Exercise requirements: Without the pictures, retype each line below exactly as it stands.

Extracted data entries:

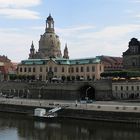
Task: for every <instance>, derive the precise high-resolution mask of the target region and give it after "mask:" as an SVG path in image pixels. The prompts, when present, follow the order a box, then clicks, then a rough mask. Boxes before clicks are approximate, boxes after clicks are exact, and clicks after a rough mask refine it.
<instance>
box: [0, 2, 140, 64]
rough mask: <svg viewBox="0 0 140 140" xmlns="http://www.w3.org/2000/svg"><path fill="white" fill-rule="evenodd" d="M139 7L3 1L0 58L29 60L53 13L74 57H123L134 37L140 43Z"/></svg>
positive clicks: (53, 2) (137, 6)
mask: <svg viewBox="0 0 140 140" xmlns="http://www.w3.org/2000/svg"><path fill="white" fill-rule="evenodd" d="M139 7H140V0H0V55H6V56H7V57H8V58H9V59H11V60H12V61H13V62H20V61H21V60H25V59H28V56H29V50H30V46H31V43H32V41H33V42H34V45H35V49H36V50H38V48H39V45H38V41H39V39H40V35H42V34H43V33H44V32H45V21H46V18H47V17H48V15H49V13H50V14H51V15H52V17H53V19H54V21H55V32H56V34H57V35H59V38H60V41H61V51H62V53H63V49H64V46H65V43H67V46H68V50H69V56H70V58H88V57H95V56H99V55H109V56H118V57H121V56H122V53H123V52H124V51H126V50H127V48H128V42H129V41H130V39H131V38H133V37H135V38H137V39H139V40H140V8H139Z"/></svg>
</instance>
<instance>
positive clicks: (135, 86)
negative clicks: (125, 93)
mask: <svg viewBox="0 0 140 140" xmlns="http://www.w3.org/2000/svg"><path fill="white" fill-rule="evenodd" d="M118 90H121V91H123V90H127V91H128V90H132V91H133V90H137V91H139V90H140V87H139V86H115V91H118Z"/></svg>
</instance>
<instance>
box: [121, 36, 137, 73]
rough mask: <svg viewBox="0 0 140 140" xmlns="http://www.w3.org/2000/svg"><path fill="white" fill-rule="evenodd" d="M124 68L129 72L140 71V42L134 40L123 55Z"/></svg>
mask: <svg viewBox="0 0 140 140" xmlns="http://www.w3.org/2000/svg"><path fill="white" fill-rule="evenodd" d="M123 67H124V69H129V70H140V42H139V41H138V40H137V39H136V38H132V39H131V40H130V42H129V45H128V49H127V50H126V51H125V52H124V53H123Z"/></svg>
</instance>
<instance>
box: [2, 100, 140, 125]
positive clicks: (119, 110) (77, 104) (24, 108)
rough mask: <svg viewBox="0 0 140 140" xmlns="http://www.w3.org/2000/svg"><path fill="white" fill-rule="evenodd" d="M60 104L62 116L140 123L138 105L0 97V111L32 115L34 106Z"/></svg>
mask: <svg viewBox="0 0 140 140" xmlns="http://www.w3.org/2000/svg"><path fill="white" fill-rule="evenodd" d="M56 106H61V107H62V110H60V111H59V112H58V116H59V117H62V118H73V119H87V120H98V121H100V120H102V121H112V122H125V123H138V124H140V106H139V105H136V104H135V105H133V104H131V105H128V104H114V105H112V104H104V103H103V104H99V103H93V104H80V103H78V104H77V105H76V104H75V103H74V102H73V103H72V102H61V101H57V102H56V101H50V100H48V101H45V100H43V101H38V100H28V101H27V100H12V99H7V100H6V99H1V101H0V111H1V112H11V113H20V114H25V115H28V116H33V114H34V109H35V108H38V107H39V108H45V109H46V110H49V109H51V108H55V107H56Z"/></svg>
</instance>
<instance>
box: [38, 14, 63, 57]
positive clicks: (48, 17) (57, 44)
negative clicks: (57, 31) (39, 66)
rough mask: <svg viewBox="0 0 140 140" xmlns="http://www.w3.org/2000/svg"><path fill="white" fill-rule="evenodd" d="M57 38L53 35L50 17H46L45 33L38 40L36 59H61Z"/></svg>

Result of this task:
Task: for every <instance>, derive the precise high-resolution mask of the target region and give it after "mask:" as an SVG path in image pixels. The prompts, when present, follow the order a box, then clicks, then a rough mask. Boxes before clicks are approximate, boxes after clicks are exact, and clicks after a rough mask refine it.
<instance>
box: [0, 2, 140, 64]
rough mask: <svg viewBox="0 0 140 140" xmlns="http://www.w3.org/2000/svg"><path fill="white" fill-rule="evenodd" d="M139 7L3 1L0 58L29 60L53 13L74 57H123L134 37L140 43Z"/></svg>
positive clicks: (53, 2) (137, 6)
mask: <svg viewBox="0 0 140 140" xmlns="http://www.w3.org/2000/svg"><path fill="white" fill-rule="evenodd" d="M139 7H140V0H0V55H6V56H7V57H8V58H9V59H11V60H12V61H13V62H20V61H21V60H25V59H28V56H29V50H30V46H31V43H32V41H33V42H34V45H35V49H36V50H38V48H39V45H38V41H39V39H40V35H42V34H43V33H44V32H45V21H46V18H47V17H48V15H49V13H50V14H51V15H52V17H53V19H54V21H55V32H56V34H57V35H59V38H60V41H61V51H62V53H63V49H64V46H65V43H67V46H68V50H69V56H70V58H88V57H95V56H99V55H109V56H118V57H121V56H122V53H123V52H124V51H126V50H127V48H128V42H129V41H130V39H131V38H133V37H135V38H137V39H139V40H140V8H139Z"/></svg>
</instance>
<instance>
positive clicks: (135, 86)
negative clicks: (125, 93)
mask: <svg viewBox="0 0 140 140" xmlns="http://www.w3.org/2000/svg"><path fill="white" fill-rule="evenodd" d="M118 90H121V91H123V90H127V91H128V90H132V91H133V90H137V91H139V90H140V87H139V86H115V91H118Z"/></svg>
</instance>
<instance>
box: [121, 36, 137, 73]
rough mask: <svg viewBox="0 0 140 140" xmlns="http://www.w3.org/2000/svg"><path fill="white" fill-rule="evenodd" d="M124 68L129 72L140 71V42L134 40L123 55Z"/></svg>
mask: <svg viewBox="0 0 140 140" xmlns="http://www.w3.org/2000/svg"><path fill="white" fill-rule="evenodd" d="M123 67H124V69H129V70H140V42H139V41H138V40H137V39H136V38H132V39H131V40H130V42H129V45H128V49H127V50H126V51H125V52H124V53H123Z"/></svg>
</instance>
<instance>
box: [2, 100, 140, 125]
positive clicks: (119, 110) (77, 104) (24, 108)
rough mask: <svg viewBox="0 0 140 140" xmlns="http://www.w3.org/2000/svg"><path fill="white" fill-rule="evenodd" d="M60 104L62 116L140 123L138 105L0 97V111L32 115L34 106Z"/></svg>
mask: <svg viewBox="0 0 140 140" xmlns="http://www.w3.org/2000/svg"><path fill="white" fill-rule="evenodd" d="M56 106H61V107H62V110H60V111H59V112H58V116H59V117H62V118H73V119H87V120H98V121H100V120H102V121H112V122H125V123H138V124H140V106H139V105H136V104H135V105H133V104H131V105H128V104H114V105H112V104H104V103H103V104H99V103H93V104H80V103H78V104H77V105H76V104H75V103H74V102H73V103H72V102H61V101H57V102H56V101H50V100H48V101H45V100H43V101H38V100H28V101H27V100H12V99H7V100H6V99H1V101H0V111H1V112H11V113H20V114H25V115H28V116H33V114H34V109H35V108H38V107H39V108H45V109H46V110H49V109H51V108H55V107H56Z"/></svg>
</instance>
<instance>
box: [38, 14, 63, 57]
positive clicks: (48, 17) (57, 44)
negative clicks: (57, 31) (39, 66)
rough mask: <svg viewBox="0 0 140 140" xmlns="http://www.w3.org/2000/svg"><path fill="white" fill-rule="evenodd" d="M57 38L53 35L50 17H46L45 33L38 40L36 59H61Z"/></svg>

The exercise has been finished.